Task directions: Reproduce the line that contains "the white edge" and every line after it through the end of the records, exactly, with nothing added.

Extracted records
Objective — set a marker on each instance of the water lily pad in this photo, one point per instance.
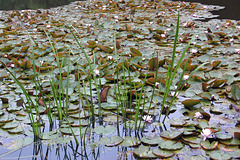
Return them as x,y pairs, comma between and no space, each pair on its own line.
190,102
236,92
16,130
163,153
112,141
144,152
21,142
109,129
152,140
130,142
209,145
170,145
10,125
223,136
172,134
220,155
192,139
231,142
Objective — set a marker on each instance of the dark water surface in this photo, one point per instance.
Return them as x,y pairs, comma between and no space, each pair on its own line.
31,4
231,10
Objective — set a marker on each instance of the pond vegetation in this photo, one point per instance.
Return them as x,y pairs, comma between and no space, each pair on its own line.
120,79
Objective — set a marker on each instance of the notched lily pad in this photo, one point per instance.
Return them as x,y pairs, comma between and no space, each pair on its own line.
172,134
152,140
209,145
144,152
231,142
109,129
219,155
171,145
112,141
223,136
190,102
130,142
163,153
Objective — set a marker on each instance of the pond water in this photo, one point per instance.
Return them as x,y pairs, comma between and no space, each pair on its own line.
143,29
31,4
231,10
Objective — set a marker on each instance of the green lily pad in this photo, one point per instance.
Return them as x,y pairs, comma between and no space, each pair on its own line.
21,142
144,152
10,125
236,92
171,145
130,142
109,129
163,153
152,140
209,145
16,130
112,141
231,142
190,102
219,155
172,134
223,136
192,139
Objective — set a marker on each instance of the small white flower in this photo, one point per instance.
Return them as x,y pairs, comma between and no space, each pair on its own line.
206,133
198,115
147,118
97,71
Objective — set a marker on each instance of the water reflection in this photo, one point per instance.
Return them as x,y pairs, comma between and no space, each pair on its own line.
231,10
31,4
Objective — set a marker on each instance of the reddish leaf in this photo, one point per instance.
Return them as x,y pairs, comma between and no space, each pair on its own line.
103,94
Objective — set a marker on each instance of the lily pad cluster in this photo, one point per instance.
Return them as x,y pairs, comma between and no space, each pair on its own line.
140,57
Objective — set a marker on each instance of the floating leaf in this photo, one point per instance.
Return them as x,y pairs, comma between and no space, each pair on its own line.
103,93
219,155
172,134
144,152
153,64
223,136
171,145
209,145
235,92
109,129
130,142
190,102
112,141
152,141
231,142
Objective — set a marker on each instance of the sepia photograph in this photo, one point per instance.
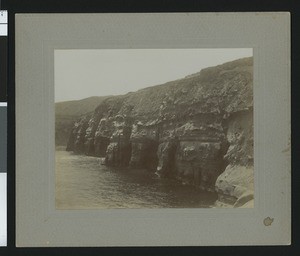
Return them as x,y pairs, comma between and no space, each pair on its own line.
154,128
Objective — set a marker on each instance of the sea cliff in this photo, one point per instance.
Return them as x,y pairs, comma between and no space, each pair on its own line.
198,130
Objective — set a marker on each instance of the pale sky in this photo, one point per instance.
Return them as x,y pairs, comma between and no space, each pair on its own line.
83,73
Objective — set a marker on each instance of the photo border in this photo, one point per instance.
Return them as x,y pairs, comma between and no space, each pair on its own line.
38,225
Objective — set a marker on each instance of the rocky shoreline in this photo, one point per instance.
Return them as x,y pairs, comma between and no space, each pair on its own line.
198,129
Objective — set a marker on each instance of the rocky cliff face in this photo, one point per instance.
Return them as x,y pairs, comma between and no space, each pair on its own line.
198,129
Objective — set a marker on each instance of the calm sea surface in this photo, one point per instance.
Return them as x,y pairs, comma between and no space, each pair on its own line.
83,183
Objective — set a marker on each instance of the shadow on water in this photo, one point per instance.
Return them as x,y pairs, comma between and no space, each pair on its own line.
83,183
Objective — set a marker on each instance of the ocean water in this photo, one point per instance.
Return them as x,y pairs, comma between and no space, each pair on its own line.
82,182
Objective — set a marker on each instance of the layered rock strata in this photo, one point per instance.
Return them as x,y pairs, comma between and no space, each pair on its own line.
198,129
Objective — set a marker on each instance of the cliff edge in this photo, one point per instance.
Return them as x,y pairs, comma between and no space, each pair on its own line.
198,129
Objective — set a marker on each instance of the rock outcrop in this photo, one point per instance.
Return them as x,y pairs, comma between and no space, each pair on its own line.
198,129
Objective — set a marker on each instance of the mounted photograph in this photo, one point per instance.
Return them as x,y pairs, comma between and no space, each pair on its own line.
154,128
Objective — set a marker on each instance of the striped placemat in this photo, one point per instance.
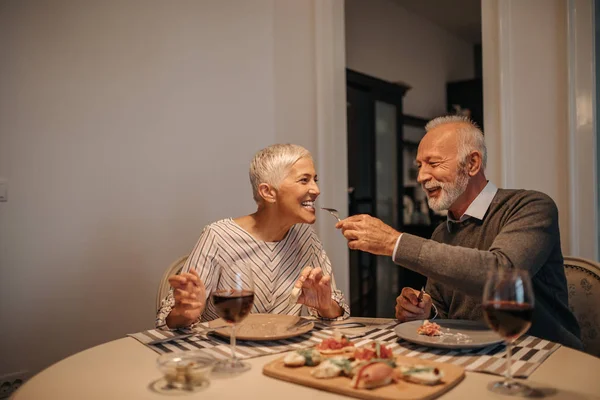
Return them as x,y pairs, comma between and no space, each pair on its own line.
528,351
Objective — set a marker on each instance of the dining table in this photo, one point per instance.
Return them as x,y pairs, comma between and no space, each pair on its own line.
127,369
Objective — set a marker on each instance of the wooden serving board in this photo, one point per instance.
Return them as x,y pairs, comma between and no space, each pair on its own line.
453,374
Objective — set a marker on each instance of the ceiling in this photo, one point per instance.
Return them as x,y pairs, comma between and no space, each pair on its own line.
459,17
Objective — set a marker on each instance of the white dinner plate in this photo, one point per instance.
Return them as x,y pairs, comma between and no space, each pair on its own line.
456,334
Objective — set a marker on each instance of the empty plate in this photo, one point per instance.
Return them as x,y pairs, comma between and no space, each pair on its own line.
266,327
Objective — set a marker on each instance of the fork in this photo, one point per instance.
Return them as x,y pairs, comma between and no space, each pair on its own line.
333,212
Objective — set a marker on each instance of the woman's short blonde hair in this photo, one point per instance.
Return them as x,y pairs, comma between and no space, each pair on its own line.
272,164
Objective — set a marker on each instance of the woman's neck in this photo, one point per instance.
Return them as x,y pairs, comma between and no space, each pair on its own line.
264,225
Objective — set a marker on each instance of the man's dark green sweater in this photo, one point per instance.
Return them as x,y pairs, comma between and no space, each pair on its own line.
519,230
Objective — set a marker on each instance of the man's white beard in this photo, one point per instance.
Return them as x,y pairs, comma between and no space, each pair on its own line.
449,192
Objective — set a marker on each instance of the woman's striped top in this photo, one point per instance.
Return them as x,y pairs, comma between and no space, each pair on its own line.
276,266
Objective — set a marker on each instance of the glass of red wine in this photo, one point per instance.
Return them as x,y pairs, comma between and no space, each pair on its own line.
233,297
508,309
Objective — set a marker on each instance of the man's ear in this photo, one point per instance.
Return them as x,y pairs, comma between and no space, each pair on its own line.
474,163
267,192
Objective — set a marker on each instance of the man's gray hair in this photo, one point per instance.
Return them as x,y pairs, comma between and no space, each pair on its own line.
471,137
272,164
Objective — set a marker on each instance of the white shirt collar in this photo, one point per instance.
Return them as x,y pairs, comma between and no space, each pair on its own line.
478,207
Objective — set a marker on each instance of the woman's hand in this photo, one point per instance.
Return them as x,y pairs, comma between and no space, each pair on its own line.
316,292
190,299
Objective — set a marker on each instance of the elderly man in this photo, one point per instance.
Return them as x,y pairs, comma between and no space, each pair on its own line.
486,227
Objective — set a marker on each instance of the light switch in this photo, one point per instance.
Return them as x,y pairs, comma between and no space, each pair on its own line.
3,190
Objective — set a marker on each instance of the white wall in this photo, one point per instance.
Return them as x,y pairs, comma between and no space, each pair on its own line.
389,42
526,103
124,129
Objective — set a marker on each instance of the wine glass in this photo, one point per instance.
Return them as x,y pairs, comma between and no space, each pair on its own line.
508,309
233,297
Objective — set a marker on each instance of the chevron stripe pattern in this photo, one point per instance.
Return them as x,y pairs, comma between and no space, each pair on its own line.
529,352
275,266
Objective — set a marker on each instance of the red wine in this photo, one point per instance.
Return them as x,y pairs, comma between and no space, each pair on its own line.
233,305
508,318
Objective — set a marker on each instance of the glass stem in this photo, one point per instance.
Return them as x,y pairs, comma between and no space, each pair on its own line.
507,373
233,356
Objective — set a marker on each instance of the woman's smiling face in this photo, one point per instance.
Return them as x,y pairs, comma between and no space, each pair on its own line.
297,193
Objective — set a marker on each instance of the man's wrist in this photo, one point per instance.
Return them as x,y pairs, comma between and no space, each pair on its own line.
396,245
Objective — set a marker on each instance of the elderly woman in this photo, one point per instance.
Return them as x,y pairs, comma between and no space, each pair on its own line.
277,241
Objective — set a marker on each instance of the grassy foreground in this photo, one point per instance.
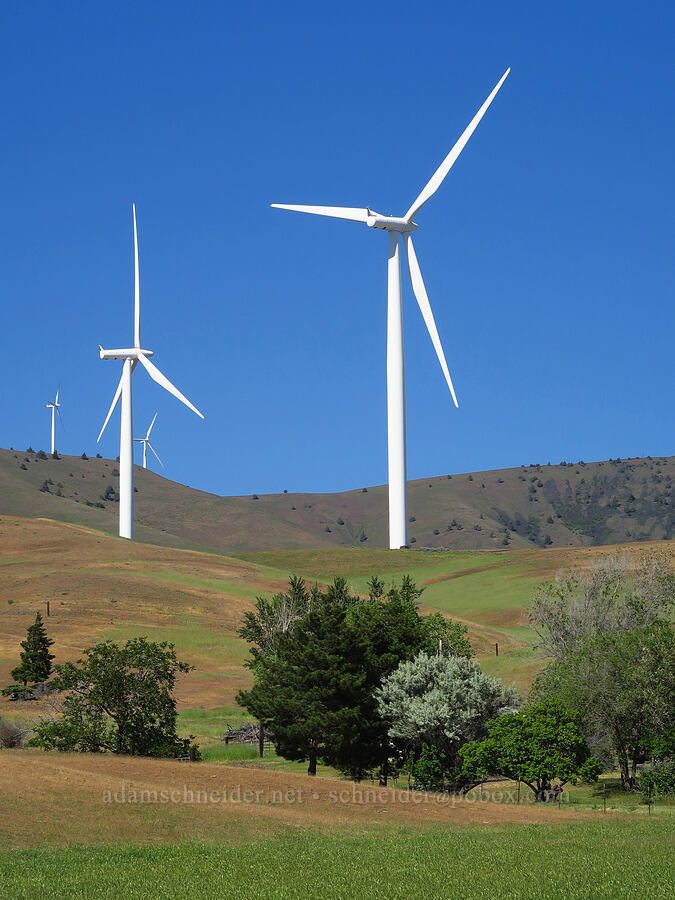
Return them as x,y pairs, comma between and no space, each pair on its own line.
615,860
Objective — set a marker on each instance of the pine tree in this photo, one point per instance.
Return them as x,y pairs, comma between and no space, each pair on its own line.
36,660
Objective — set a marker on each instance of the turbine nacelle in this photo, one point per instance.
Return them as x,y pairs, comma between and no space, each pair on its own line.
389,223
126,353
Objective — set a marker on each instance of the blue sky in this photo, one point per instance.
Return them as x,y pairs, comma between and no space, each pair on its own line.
547,253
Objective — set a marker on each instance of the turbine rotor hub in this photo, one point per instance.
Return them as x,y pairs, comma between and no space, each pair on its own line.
389,223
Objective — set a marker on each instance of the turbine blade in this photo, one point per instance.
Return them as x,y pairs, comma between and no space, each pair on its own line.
162,380
425,307
353,213
440,173
137,291
150,429
155,452
116,398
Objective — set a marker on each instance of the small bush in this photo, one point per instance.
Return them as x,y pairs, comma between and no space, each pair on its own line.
659,780
11,735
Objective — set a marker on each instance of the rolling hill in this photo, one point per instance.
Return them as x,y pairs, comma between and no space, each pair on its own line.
101,587
565,505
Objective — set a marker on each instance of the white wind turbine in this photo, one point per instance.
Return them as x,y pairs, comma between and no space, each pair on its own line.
131,356
55,407
146,443
399,233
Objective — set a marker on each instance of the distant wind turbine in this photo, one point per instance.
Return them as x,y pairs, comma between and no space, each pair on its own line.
55,407
399,233
146,443
131,356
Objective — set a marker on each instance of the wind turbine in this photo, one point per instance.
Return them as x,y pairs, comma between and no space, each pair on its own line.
55,407
399,233
131,356
146,443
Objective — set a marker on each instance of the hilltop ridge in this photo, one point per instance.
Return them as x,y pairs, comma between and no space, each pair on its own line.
564,505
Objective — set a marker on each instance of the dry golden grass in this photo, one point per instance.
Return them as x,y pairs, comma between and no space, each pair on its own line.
163,592
57,799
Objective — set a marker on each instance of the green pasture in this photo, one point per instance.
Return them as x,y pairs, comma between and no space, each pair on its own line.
575,861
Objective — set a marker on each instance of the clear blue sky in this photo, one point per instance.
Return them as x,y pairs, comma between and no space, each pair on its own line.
547,253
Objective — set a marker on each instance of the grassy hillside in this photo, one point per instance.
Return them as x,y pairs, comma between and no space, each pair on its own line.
103,587
567,505
263,822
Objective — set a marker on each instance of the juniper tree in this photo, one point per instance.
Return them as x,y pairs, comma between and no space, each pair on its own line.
36,660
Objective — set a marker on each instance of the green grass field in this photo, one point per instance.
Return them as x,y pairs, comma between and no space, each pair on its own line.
619,859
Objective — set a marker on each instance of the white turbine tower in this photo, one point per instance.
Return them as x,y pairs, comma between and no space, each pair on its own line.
131,356
399,233
55,407
146,443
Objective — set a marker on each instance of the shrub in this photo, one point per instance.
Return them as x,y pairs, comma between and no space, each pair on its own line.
659,780
10,734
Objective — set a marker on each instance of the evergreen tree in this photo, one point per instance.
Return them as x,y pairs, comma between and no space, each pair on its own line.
36,660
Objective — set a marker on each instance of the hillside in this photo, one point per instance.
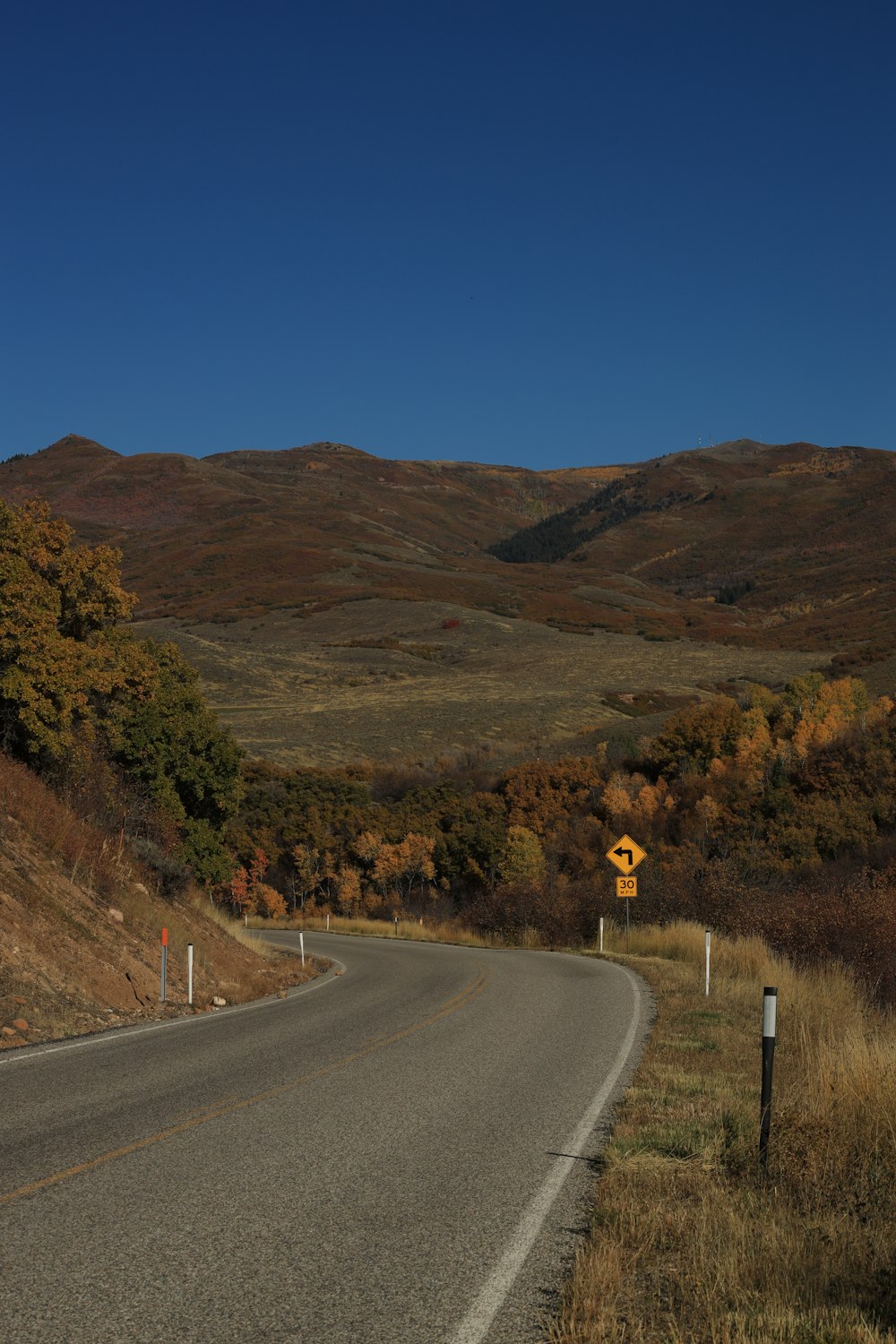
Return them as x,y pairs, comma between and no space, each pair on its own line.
339,604
80,929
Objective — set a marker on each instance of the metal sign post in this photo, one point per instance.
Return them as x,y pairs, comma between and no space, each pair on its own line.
626,854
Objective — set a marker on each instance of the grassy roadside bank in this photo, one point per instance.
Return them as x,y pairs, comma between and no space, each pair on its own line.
688,1242
411,930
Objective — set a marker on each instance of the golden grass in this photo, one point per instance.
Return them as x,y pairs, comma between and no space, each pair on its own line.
689,1242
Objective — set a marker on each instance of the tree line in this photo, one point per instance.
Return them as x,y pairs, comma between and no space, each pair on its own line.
117,723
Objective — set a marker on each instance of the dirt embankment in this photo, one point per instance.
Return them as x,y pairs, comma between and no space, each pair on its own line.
81,929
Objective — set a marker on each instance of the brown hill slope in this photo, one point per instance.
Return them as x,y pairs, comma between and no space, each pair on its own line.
81,924
332,599
796,540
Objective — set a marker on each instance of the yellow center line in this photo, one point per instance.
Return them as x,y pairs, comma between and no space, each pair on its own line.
230,1107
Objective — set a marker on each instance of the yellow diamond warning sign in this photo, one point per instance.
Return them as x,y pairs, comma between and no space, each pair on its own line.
626,854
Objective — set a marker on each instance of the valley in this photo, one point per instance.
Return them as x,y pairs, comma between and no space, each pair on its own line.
384,680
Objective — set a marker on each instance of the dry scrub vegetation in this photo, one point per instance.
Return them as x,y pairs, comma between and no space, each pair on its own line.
689,1242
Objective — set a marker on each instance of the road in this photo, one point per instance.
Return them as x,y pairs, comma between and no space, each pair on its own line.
394,1153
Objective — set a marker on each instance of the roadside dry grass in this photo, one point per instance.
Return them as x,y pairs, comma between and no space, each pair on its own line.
688,1241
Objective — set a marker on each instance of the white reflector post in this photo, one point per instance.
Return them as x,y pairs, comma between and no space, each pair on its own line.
769,1024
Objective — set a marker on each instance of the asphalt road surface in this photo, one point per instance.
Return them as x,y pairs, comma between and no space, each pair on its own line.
397,1153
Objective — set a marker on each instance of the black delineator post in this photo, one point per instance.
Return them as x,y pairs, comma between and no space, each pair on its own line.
769,1024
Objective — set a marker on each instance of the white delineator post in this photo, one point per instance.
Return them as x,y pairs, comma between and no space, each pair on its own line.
769,1030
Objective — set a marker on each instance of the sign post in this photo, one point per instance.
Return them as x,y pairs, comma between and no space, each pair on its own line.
626,854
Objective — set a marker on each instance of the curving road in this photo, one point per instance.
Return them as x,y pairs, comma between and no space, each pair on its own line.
397,1153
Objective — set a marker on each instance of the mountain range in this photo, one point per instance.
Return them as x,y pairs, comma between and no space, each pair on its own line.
260,559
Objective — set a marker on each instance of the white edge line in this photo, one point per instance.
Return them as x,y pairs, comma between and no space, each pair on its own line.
117,1035
477,1322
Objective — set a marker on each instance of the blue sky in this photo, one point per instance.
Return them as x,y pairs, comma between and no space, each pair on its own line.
544,234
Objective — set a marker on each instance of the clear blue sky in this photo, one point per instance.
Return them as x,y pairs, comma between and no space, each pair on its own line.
546,234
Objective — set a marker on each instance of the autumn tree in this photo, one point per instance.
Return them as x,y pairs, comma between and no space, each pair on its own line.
77,687
522,857
61,652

Completed task:
Objective — set a marker on each instance of the white edge line in this photo, one point per instance.
Return them as x,y pairs, comma between and no space, each pair on its own line.
117,1035
477,1322
Objective — set a marker on each instance of the blue sky in this photo, one point per instance.
Return them as x,y pairs, comma between and no space, each pair on its own line.
544,234
Objective — set a marker on each instance of the clear blue sky in this photo, one point per instance.
Return them as x,y pairs, comma between and no space, each pair on its own line.
546,234
Objective — set a marker on each instance of the autumn tree in this photo, one point per instance.
Return them as x,y pairs, comma between and no space, each pair on its own line.
77,687
522,857
61,652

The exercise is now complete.